PROBLEM DESCRIPTION
Repeat the following entries verbatim, apart from the pictures.

ENTRIES PROVIDED
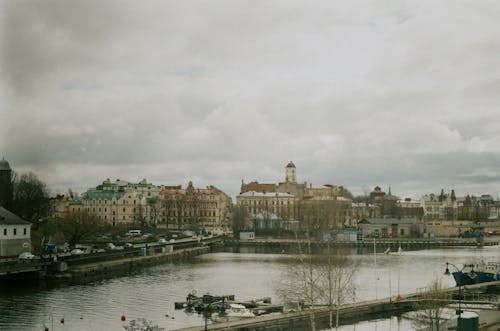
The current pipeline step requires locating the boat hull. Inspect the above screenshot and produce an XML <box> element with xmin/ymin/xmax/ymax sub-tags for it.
<box><xmin>452</xmin><ymin>271</ymin><xmax>500</xmax><ymax>287</ymax></box>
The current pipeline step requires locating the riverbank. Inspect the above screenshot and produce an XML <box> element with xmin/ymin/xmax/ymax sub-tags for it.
<box><xmin>44</xmin><ymin>246</ymin><xmax>210</xmax><ymax>285</ymax></box>
<box><xmin>226</xmin><ymin>236</ymin><xmax>500</xmax><ymax>254</ymax></box>
<box><xmin>1</xmin><ymin>246</ymin><xmax>498</xmax><ymax>331</ymax></box>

ANSWER FOR THIS EXERCISE
The current pipeline step requires locating the boat hull. Inspect the above screenshot and produce an XML <box> element with xmin/ymin/xmax/ymax sub-tags for it.
<box><xmin>452</xmin><ymin>271</ymin><xmax>500</xmax><ymax>287</ymax></box>
The current pipeline step requires locating the riverbank. Inspect the above screenshot and produce an XML <box> element with xmin/ymin/xmax/ymax sub-tags for it.
<box><xmin>44</xmin><ymin>246</ymin><xmax>210</xmax><ymax>285</ymax></box>
<box><xmin>226</xmin><ymin>236</ymin><xmax>500</xmax><ymax>254</ymax></box>
<box><xmin>1</xmin><ymin>246</ymin><xmax>498</xmax><ymax>331</ymax></box>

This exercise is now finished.